- [Task directions] Copy the listing below word for word, line by line, and leave out the pictures.

- [Data to process]
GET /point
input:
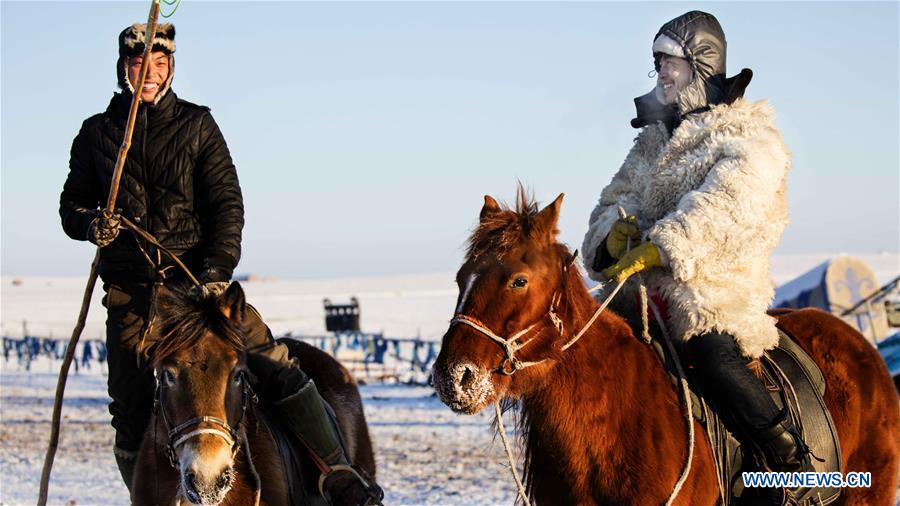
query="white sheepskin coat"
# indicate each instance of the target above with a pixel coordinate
(712, 198)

- [Exercise solution]
GET /point
input:
query="white sheepskin coat"
# indicate each instance of the target above with a pixel coordinate
(712, 198)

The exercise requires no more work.